BEGIN PAGE EXCERPT

Tuesday, June 18, 2013

Los Dioses Rotos (Fallen Gods)
















Film Data:

Los Dioses Rotos (Fallen Gods) is a foreign drama from Cuba by ICAIC Studios. It was written and directed by Ernesto Daranas. This is Daranas' first film as a director. The film was produced in 2008 by Altavista. It was produced with an estimated budget of only $250,000 and it was entirely shot in Havana City. It features Cuban actors and actresses: Carlos Ever Fonseca, Annia Bu Maure, and Silvia Águila on the protagonist roles, and Héctor Noas as the antagonist. Los Dioses Rotos was selected by Cuba as candidate for nomination to the 82nd Academy Awards. It received the Audience Award at the Festival of New Latin American Cinema of Havana.

END PAGE EXCERPT
BEGIN LISTING

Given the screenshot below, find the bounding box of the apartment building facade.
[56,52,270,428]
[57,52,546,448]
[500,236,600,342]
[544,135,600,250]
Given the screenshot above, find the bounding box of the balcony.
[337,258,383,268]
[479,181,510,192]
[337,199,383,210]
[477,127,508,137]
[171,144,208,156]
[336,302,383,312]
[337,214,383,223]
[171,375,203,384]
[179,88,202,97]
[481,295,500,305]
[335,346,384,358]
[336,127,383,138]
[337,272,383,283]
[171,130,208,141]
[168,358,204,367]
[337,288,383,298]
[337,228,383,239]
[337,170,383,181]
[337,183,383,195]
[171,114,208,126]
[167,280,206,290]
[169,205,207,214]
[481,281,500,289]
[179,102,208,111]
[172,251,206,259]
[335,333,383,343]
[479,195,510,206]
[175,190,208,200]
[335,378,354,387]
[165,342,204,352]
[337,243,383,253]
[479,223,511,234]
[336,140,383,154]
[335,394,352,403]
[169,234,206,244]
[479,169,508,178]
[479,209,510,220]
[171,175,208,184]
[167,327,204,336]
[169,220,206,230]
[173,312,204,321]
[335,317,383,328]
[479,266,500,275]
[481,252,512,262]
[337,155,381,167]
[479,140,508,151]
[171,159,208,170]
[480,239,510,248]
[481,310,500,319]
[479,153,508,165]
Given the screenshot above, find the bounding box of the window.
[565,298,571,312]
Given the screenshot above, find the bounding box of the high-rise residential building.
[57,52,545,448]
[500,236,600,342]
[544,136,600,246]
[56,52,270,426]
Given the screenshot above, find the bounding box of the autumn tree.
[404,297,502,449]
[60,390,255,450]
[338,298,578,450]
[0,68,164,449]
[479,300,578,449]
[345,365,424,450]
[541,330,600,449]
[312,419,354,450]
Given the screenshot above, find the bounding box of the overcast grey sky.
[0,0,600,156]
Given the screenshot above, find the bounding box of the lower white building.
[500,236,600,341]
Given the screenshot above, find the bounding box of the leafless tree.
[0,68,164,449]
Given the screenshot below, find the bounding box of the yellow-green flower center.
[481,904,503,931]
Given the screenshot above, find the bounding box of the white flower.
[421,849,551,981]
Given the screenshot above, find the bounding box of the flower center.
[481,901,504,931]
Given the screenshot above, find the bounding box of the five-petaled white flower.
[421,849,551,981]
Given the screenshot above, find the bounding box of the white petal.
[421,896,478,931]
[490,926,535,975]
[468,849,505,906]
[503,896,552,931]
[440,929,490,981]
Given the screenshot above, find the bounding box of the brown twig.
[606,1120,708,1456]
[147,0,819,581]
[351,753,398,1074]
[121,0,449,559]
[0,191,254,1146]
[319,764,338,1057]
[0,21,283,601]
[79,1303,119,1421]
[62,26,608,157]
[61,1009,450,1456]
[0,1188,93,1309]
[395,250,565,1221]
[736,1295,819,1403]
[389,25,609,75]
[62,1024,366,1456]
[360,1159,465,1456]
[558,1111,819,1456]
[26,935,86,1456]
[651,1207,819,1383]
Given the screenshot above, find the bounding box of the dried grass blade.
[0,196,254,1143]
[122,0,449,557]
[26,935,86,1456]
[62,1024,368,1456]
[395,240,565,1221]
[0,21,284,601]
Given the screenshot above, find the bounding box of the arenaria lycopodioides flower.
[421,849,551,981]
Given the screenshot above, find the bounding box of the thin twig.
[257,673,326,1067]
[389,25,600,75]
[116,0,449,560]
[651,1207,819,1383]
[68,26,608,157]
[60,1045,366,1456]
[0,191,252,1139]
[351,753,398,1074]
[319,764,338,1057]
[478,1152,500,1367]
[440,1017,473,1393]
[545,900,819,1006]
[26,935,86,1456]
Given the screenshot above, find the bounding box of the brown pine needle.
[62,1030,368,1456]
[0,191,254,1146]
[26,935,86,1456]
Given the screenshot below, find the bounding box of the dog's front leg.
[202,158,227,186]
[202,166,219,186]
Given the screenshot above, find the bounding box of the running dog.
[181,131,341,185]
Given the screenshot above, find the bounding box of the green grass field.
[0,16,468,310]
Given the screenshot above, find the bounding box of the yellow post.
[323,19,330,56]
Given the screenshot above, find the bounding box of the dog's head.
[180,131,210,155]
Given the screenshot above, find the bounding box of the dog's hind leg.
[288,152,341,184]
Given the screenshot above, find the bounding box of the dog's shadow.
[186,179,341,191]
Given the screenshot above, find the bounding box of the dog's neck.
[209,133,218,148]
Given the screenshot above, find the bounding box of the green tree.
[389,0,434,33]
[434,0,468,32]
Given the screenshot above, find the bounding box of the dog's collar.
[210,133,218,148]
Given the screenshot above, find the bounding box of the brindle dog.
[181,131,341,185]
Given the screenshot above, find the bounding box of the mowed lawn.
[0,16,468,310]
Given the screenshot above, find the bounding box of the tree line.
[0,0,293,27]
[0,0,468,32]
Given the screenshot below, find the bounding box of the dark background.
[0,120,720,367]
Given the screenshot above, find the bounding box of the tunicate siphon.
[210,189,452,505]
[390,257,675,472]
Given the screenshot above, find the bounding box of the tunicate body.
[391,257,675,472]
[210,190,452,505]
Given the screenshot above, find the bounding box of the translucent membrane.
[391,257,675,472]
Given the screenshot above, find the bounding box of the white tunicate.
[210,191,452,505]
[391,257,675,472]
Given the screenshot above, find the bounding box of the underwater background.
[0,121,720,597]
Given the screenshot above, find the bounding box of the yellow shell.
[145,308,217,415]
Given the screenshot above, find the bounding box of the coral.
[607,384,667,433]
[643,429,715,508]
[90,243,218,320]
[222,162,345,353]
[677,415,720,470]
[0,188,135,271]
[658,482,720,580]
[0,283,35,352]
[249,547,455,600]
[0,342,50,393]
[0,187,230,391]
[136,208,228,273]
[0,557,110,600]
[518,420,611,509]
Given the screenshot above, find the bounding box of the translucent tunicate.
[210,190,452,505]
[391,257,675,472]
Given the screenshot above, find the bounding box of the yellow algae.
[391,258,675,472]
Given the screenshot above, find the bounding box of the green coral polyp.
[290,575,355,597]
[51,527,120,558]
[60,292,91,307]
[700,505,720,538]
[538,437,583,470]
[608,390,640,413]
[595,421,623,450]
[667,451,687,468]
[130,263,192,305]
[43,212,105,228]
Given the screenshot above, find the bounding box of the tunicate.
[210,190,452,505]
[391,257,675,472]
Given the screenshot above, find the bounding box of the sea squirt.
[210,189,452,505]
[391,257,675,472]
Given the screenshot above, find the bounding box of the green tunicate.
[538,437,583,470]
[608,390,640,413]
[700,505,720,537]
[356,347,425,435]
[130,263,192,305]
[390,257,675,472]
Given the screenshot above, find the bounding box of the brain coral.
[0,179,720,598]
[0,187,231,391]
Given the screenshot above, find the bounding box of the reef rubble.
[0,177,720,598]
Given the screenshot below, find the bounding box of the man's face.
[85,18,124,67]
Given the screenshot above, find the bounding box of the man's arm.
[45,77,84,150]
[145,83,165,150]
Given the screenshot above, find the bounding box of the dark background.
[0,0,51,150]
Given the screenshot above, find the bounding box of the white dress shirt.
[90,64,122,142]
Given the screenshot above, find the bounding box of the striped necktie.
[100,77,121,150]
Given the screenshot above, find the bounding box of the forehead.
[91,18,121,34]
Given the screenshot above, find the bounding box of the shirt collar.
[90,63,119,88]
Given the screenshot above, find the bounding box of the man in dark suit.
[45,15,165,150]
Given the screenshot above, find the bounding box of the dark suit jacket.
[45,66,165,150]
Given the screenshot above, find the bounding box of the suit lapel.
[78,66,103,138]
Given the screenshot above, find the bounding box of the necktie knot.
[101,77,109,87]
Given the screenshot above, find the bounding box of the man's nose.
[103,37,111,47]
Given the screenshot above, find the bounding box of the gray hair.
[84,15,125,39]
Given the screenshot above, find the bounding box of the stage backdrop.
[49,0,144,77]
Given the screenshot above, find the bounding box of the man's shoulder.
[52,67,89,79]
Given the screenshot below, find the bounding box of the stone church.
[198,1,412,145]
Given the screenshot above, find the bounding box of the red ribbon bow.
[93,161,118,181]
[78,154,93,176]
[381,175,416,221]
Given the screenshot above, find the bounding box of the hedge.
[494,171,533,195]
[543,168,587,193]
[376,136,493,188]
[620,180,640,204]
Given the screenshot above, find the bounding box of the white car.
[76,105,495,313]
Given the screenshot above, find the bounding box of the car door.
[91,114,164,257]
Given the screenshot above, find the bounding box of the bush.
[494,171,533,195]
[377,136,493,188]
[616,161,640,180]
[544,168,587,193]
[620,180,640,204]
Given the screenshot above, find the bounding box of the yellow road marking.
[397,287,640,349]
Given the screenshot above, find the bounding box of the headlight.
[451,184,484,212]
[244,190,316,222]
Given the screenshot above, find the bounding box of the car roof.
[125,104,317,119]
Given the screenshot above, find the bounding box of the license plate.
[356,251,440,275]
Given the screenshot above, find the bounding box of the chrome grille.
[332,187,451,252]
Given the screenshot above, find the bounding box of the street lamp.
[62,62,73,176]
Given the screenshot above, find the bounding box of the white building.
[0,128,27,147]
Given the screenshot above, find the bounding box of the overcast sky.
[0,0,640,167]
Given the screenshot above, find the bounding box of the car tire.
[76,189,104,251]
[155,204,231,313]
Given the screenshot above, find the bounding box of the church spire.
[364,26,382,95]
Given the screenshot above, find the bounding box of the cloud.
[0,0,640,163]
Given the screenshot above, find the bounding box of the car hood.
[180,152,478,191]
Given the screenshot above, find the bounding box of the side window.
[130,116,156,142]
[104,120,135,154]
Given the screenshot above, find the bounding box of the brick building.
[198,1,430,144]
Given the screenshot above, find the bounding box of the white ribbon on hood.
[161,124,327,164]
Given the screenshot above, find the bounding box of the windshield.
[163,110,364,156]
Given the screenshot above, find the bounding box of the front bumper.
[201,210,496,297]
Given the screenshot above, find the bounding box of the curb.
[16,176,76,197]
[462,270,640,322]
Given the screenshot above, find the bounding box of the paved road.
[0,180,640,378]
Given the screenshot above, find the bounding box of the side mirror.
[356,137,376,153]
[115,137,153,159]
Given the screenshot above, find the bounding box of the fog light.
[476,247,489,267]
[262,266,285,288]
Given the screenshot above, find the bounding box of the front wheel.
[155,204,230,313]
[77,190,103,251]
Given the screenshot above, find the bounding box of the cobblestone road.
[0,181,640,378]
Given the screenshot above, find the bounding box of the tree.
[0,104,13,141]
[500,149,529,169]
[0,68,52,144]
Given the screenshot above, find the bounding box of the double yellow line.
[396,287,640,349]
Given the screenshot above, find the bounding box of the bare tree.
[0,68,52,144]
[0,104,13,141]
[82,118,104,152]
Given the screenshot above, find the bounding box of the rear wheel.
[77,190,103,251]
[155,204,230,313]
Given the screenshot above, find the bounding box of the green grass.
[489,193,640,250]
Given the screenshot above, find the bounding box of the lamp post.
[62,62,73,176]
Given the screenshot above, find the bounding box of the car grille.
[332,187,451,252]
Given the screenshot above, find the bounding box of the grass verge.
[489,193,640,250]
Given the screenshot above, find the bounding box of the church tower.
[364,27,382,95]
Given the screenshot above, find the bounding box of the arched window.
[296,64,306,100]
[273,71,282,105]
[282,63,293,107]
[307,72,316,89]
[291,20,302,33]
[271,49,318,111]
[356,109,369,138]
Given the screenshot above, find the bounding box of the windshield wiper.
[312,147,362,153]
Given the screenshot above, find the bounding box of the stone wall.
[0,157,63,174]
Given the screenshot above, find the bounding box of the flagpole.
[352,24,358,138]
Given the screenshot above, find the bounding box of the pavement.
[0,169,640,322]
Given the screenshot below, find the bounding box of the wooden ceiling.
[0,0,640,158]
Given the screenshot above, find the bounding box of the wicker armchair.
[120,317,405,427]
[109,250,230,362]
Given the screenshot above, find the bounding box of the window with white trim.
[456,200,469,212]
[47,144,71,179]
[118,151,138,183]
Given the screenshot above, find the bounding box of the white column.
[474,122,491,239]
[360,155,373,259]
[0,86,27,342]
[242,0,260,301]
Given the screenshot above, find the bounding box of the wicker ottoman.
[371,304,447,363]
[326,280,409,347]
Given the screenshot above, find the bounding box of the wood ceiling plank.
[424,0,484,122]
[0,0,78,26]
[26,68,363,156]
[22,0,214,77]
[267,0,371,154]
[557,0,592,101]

END LISTING

### WHAT YOU NEED TO DO
(a) List every actor and actress the film data on Los Dioses Rotos names.
(b) Using only details from the film data on Los Dioses Rotos, explain in one to three sentences what marks it as a Cuban production.
(c) Continue the page about Los Dioses Rotos, starting right after its last sentence.

### ANSWER SET
(a) Carlos Ever Fonseca, Annia Bu Maure, Silvia Águila, Héctor Noas

(b) The film comes from Cuba through ICAIC Studios and was shot entirely in Havana City. Its cast is made up of Cuban actors and actresses, and Cuba selected it as its candidate for nomination to the 82nd Academy Awards.

(c)
 Synopsis:

     Laura (Silvia Águila) is a professor of Anthropology at University of Havana that is researching about the famous Cuban pimp Alberto Yarini Ponce de León, who was murdered by his French rivals who controlled the business of prostitution in Havana at the beginnings of the 20th Century. Extremely interested in demonstrating the validity of such individual she steps into the complex reality of contemporary Havana. 
     Laura meets Rosendo (Hector Noas), who has a handkerchief which originally belonged to Yarini and with which a prostitute covered the wound in his chest after he was shot in the neighborhood of San Isidro in Old Havana in 1910. This handkerchief would be considered the sacred object of the cult of the pimp thereafter.
  Laura's obsession for proving the originality of this handkerchief becomes the center of her research for her Master's Degree Thesis. Such obsession leads her to penetrate the obscure reality of Old Havana neighborhoods in the 21st Century, amidst the burgeoning prostitution.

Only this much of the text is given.